╔══

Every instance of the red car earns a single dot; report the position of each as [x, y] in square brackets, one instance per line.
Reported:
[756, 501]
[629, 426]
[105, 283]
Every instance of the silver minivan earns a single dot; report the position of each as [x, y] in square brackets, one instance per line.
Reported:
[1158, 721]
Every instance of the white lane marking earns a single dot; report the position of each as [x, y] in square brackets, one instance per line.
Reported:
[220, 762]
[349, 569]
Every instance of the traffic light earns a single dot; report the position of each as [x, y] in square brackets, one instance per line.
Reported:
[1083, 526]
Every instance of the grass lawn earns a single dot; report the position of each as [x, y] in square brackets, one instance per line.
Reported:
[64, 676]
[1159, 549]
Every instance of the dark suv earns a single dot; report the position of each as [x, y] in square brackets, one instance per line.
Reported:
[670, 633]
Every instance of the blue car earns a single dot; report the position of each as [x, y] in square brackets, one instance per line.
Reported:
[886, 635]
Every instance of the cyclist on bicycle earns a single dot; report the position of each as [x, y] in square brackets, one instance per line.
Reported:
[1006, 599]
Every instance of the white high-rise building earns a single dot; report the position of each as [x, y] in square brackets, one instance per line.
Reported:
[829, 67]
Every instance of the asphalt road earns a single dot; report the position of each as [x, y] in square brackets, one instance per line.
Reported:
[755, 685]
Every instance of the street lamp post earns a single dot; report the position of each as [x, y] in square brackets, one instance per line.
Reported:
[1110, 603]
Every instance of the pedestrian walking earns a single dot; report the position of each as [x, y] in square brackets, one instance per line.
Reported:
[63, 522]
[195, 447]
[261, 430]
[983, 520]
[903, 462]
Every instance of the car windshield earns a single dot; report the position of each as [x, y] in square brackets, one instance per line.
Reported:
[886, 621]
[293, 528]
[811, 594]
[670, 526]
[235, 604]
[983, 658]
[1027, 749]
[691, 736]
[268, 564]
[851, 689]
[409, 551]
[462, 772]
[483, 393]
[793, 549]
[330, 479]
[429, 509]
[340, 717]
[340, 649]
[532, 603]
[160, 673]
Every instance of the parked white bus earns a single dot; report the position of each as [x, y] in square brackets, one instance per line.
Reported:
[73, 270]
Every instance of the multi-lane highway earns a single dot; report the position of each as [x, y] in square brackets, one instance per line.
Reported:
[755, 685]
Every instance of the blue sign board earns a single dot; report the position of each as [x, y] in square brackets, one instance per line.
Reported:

╚══

→ PROBLEM TO WORK ON
Among the records above, only the lines between the line holding "Every instance of the white high-rise" and the line holding "Every instance of the car", inclusive, are to be output, exactly as written.

→ ANSWER BELOW
Every instance of the white high-rise building earns a single dot; report the position of each as [x, y] in square brackets, one instance per line.
Reported:
[829, 67]
Every instance of the asphalt road earns a single dot; report the position of each as [x, y] in square brackets, one instance per line.
Reported:
[755, 685]
Every instance of the street lamp post earns a single dot; report the position of each as [x, y] in square brackets, one instance per line.
Reported:
[1110, 603]
Every instance of the pedestrian walking earns a single dot; report the position of each as [x, y] in square brackets, one instance per line.
Reported:
[63, 522]
[195, 447]
[261, 430]
[983, 520]
[903, 462]
Every instance of the car windshield earns a single dot; report the position of each as [x, y] in square brackets, one instance per line.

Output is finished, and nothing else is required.